= Stated exercise =
Copy out the listing below in full, swapping every "railway track" for "rail line" and leaving all other text unchanged.

= Exercise data =
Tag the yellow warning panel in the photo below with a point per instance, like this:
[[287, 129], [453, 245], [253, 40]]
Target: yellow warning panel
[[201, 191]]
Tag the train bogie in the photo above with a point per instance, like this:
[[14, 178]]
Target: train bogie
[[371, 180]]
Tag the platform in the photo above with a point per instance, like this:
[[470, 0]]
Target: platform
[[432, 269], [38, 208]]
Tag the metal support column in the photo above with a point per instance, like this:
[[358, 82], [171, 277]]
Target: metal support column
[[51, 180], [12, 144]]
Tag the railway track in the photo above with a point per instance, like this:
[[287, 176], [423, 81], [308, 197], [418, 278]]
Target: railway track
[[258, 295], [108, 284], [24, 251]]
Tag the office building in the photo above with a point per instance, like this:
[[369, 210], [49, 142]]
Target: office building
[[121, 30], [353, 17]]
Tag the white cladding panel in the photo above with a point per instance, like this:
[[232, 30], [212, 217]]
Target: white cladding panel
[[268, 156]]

= Task response =
Tag the yellow warning panel in the photo below with a point per instance, like this:
[[287, 129], [453, 245], [253, 40]]
Target: yellow warning panel
[[201, 191]]
Tag the train bogie in the photo above with a point per instance, like this:
[[14, 178]]
Target: train bogie
[[371, 180]]
Tag the platform in the photo above with a point per instance, like this:
[[470, 0]]
Target: platform
[[432, 269], [38, 208]]
Tag the metal support column in the photo above with a point per instance, like this:
[[358, 82], [171, 277]]
Target: metal support column
[[51, 180], [12, 144]]
Tag the rail line in the photo above with a point per instance, like this:
[[287, 176], [423, 81], [308, 197], [418, 278]]
Target: rail line
[[258, 295], [108, 284], [24, 251]]
Tag the office building in the photo above with a point per instance, like this:
[[369, 210], [49, 142]]
Target: office building
[[121, 30], [353, 17]]
Tag the white cladding panel in the photo above with a point per instance, like this:
[[232, 30], [212, 217]]
Target: white cladding panel
[[268, 156]]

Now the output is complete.